== Quoted passage ==
— begin —

RCWL-0516 Microwave Radar Sensor Experiences?

Just curious if anyone else has worked with these. I have experimented with a couple driving a Sonoff basic using my own code and have found they work great INSIDE but are terrible if used OUTSIDE.

Inside I get really good overall function with few false triggers. Outside it continuously seems to trigger no matter where I test at.

Just too much noise outside maybe?

I have a couple but not had chance to play with them, can you provide more details on what you’ve done.
Do you mean inside/outside house or an enclosure?

Good point, taliking inside / outside the house. Enclosures do not seem to matter. At least plastic wise.

I’m using the output driving gpio14 on the output. I did tap off the 5v regulator to drive the chip but have read it may work on 3.3v.

Just have my own MQTT code and gpio14 pin reads to drive it. Running same code on both and running one inside the other out and different results. Swapped them and outside still a problem. :frowning:

Hi

I used the same sensor but on a node MCU, and it also triggered. But I read somewhere that the 3,3v is not enough and it false triggers. I had it plugged on the 5v line, but off that I also read that the 5v line from the node MCU is not consistent enough for that and I would need some filter with a capacitor and resistor to determine the spikes. But I didn’t have the time to do it.

Also, the range is pretty high on these things.

— end —

== Exercise objective ==
Pick up the forum thread on the RCWL-0516 radar sensor after its final sentence and keep writing. You can leave the lines that come next aside.

== Material ==
— begin —

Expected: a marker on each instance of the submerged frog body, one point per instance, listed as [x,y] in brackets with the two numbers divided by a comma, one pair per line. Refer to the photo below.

— end —

== Written response ==
They do not like 3.3v thus why I tapped the 5v to drive them. I did add some filtering cap / resisters and the resister to lower sensitivity. Still working pretty good inside but junk outside the house so I must have something around me that it doesn’t like. I did figure out the onboard relay on the sonoff will trigger it so I have a delay on transition now to avoid retrigger but still playing with it. For now I’ve just disabled motion detect in the software for those deployed. I may isolated the sensor power from elsewhere on the bench and see if it’s power flux or not. Fun fun. Thanks for the reply.

Raining can definetly trigger it because of the water. But i dunno. its just a little tinkering. How much is the range inside?. Have you put some 1Mohm resistor for the range drop on it?

I’m thinking this may just be more useful indoors than out. I have added the resister on one and it did reduce range to about 3 meters or so. For example I need to put it in the far corner of my kitchen to keep it from triggering too easily. I am sure it’s something here that is creating extra noise or something outside. I do have cheap PTZ IR WiFi cameras around the areas that could be influencing the things. It’s still pretty dang sensitive indoors too though. I will likely go back to trying PIRs outside for now. Nothing is easy lol.

Im trying to achieve the exact same as you.
Im a total noob in this field and learning as I go.
How would you go about tapping the 5v regulator? I imagine something along the lines of soldering a wire on one side of the regulator that connects to the RCWL?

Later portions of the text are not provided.